Try it
Whatever the records hold, copy it exactly and completely.

++++ Records to process ++++

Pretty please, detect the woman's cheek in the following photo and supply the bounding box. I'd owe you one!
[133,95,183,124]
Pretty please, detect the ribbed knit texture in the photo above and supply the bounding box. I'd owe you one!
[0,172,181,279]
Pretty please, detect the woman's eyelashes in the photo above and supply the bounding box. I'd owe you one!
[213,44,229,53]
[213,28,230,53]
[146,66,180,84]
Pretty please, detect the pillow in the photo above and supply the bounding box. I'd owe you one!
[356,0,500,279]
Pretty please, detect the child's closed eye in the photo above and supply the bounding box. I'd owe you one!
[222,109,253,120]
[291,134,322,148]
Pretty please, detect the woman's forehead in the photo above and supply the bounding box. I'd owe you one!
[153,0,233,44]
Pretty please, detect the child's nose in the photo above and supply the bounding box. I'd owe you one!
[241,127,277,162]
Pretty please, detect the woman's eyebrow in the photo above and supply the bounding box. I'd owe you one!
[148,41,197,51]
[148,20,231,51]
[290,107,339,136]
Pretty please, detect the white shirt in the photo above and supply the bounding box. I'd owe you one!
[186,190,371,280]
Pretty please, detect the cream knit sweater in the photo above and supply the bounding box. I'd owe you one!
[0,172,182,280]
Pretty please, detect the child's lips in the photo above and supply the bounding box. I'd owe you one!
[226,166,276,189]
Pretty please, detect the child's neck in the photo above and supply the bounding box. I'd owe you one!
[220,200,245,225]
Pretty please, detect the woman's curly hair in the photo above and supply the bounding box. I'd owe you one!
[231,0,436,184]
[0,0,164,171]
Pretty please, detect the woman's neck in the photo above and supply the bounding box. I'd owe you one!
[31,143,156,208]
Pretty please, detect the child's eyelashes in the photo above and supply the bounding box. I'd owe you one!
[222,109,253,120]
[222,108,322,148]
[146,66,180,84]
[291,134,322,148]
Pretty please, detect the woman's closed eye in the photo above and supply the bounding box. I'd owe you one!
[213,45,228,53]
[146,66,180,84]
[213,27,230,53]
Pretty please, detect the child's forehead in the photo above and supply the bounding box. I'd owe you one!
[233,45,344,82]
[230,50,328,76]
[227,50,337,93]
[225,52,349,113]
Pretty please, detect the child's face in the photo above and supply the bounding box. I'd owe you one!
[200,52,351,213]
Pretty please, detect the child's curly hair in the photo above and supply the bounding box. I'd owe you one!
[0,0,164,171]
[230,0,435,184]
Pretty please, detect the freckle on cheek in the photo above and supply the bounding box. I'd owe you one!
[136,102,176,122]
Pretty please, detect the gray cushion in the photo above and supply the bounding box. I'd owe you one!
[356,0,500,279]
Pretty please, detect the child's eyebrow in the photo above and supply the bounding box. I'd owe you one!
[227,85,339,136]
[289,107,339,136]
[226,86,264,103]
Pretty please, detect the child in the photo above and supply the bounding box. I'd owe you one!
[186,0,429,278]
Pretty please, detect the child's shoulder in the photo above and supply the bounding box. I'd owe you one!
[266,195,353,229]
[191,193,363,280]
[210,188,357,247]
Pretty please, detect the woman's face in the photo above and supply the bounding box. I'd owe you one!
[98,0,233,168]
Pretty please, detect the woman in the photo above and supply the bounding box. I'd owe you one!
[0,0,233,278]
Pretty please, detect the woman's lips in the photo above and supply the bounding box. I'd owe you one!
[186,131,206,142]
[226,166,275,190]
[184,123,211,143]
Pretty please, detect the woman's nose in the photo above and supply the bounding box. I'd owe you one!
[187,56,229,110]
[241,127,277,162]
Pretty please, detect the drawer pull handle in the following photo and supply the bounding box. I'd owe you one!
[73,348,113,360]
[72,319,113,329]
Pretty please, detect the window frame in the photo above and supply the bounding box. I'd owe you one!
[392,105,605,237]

++++

Written solution
Pretty please, detect the woman's cheek in the following photo and supply the bounding box. I'd owe you one!
[133,95,183,124]
Pretty please, detect the ribbed knit texture in the photo above and supply the bounding box. I'd owe you one!
[0,172,181,279]
Pretty please, detect the woman's eyelashes in the photo above and supply the bounding box. I'd owe you one!
[213,44,229,53]
[213,28,230,53]
[146,66,180,84]
Pretty please, detect the pillow in the photo above and supply the bounding box. I'd owe you one!
[356,0,500,279]
Pretty please, detect the child's closed eye in the photo above and supply the bounding box. I'd owe you one!
[222,109,253,120]
[291,134,322,148]
Pretty please, detect the woman's forehead in the photo above and supply the bounding box. I'd owe you one!
[153,0,233,44]
Pretty please, detect the child's nose in the photo above and supply the bounding box. I'd owe you one!
[241,127,277,162]
Pretty please, detect the woman's eyebrow in the photo above and supply the bounding box. I'd owe you one!
[148,41,197,51]
[148,20,231,51]
[290,107,339,136]
Pretty please, detect the white shirt in the photo above and supply the bounding box. I'd owe you one!
[186,190,371,280]
Pretty please, detect the cream knit sweater in the photo above and supply the bounding box. I'd owe you one!
[0,172,182,280]
Pretty please, detect the child's lips in the photo above and supply the bounding box. I'd owe you one!
[226,166,276,189]
Pretty please, detect the child's neck in the photo above and supply the bounding box. I'd owe you one!
[220,200,245,225]
Pretty please, detect the woman's curly hair in the photo above and supply the bounding box. I'd owe you one!
[231,0,436,184]
[0,0,164,171]
Pretty please, detect the woman's neck in the photo above and supply the bounding box. I'd owe you one!
[31,143,156,208]
Pretty please, detect the child's eyelashes in the photo above and supply the bounding box. I'd owe you one!
[222,109,253,120]
[222,108,322,148]
[146,66,180,84]
[291,134,322,148]
Pretty please, detect the woman's closed eye in the photo above and supply the bounding box. I'd owe you one!
[213,45,228,53]
[146,66,180,84]
[213,27,230,53]
Pretty please, detect the child's forehead in the photo above and supply the bounding box. I'd owe you one!
[233,45,344,82]
[230,50,328,76]
[227,50,337,93]
[225,52,349,113]
Pretty please, detect the child's face in the photo above and supply the bounding box. I'd owe you one!
[200,52,351,213]
Pretty please, detect the child's curly hair in the photo above and supply the bounding box. I'd owe you one!
[0,0,164,171]
[230,0,435,184]
Pretty please, detect the freckle on cheek in the photo above and supply the bounding box. I'd owe you one!
[136,102,176,122]
Pretty please, detect the gray cushion in the photo above and supply the bounding box. I'd owe you one!
[356,0,500,279]
Pretty please, detect the child's eyebrow in the photo above and supply the bounding box. I'd owe you one!
[227,85,339,136]
[289,107,339,136]
[226,86,264,103]
Pretty please, detect the child in the photo above and supply the bounding box. I'd owe you one!
[186,0,429,278]
Pretty please, detect the child's shoulder in the photo above and supply the bounding box. I'd owe you one!
[266,195,353,229]
[191,193,363,280]
[210,188,357,247]
Pretty please, detect the woman's face in the photo above and supply the bounding box. I'd owe you one!
[98,0,233,168]
Pretty please, detect the woman in the photo above and supply the bounding box. I'd owe you one!
[0,0,233,278]
Pretty please, detect the woman's lips in the photo above and supply the bounding box. I'd owe you one!
[186,131,206,142]
[226,166,275,190]
[184,123,211,143]
Pretty please, detect the woman's nose in the photo above and supply the bounding box. I'd owe you one!
[187,56,229,110]
[241,127,277,162]
Pretty please, detect the drawer pull handle in the following photo and supply the bounding box. I'd owe you one!
[73,348,113,360]
[72,319,113,329]
Pretty please, detect the window frame in the photo above and supply the bounding box. I'd owe you one!
[392,105,605,237]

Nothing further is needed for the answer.